- ACTION ITEM: Going through the entries below, find how many lines hold "drill", then give that number alone.

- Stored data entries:
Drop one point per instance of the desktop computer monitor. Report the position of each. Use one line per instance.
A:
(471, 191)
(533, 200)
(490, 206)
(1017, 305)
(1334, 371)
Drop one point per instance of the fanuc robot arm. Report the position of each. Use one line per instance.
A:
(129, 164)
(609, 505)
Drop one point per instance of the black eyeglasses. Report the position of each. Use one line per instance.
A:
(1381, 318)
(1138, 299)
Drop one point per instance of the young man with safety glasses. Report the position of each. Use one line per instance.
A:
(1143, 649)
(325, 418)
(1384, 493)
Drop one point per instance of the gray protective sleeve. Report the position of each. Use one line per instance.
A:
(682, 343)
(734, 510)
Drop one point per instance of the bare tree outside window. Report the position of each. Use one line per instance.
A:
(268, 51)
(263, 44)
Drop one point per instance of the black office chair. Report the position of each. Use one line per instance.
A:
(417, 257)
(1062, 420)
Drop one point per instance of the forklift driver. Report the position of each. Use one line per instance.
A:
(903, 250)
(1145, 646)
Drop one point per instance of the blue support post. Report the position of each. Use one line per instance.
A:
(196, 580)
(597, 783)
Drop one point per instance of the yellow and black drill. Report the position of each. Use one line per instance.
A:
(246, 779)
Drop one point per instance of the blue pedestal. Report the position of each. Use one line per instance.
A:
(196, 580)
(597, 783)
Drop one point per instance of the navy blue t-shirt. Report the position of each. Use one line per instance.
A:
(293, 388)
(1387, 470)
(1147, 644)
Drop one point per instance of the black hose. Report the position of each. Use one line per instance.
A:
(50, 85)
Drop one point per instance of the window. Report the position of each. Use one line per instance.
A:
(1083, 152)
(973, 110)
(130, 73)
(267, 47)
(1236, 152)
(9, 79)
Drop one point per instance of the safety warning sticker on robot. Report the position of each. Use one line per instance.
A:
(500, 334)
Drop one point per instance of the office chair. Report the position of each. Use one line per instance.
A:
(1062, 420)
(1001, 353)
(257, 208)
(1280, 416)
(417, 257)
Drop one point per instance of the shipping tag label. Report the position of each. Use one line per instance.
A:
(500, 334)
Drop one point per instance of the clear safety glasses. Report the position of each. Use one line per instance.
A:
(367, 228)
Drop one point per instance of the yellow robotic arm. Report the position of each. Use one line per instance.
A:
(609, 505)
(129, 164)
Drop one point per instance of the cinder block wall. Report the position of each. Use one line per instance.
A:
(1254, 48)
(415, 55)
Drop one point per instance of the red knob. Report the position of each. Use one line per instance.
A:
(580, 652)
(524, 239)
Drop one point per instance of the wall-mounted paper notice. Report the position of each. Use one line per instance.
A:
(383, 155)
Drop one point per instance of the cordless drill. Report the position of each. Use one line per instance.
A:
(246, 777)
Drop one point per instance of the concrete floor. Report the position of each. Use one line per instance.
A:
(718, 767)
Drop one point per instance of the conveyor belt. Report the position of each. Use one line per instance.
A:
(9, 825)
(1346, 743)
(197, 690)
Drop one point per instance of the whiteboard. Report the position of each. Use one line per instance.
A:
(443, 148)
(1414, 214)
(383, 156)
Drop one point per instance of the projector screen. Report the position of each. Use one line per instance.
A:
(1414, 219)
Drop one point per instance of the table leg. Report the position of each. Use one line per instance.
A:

...

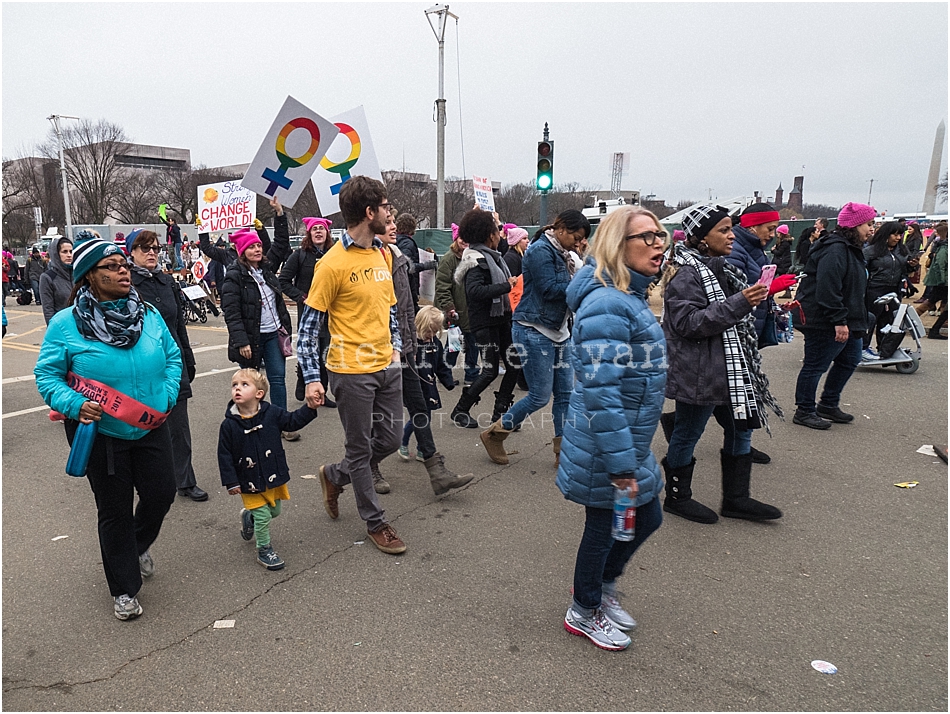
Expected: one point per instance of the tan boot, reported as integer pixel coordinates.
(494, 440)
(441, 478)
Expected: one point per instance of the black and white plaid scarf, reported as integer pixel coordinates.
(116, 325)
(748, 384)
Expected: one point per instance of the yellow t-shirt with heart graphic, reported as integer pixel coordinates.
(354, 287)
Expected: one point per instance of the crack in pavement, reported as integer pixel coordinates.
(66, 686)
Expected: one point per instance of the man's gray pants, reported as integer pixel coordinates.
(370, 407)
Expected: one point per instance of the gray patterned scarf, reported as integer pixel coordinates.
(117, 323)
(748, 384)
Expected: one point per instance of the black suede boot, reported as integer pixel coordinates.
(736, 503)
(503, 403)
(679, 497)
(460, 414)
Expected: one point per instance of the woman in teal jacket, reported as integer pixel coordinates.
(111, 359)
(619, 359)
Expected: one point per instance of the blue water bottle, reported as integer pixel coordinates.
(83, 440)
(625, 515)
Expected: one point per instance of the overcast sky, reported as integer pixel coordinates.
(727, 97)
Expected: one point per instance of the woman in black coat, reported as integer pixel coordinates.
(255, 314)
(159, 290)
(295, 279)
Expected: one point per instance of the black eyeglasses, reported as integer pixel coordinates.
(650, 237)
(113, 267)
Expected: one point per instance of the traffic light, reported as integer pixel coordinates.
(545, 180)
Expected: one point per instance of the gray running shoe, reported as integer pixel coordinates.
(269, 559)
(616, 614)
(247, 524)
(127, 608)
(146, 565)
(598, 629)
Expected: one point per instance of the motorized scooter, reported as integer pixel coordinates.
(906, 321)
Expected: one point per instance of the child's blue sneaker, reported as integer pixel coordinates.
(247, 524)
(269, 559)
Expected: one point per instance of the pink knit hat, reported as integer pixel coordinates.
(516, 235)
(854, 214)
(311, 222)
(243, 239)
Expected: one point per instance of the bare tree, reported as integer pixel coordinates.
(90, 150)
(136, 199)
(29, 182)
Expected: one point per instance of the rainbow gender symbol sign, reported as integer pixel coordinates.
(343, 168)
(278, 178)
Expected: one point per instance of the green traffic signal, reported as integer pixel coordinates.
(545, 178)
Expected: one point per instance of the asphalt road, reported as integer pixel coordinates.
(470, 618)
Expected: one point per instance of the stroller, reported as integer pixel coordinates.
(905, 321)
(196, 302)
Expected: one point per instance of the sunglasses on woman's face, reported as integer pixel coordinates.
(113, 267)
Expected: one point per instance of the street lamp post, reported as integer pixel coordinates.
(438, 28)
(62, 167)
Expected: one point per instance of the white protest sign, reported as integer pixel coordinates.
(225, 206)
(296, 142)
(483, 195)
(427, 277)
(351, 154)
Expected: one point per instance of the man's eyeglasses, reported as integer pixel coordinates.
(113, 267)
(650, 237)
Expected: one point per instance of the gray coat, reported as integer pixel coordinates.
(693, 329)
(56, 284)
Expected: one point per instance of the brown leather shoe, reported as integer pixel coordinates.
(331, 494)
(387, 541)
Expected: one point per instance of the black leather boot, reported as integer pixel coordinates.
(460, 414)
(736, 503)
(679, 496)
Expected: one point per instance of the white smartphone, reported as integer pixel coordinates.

- EXERCISE ANSWER: 2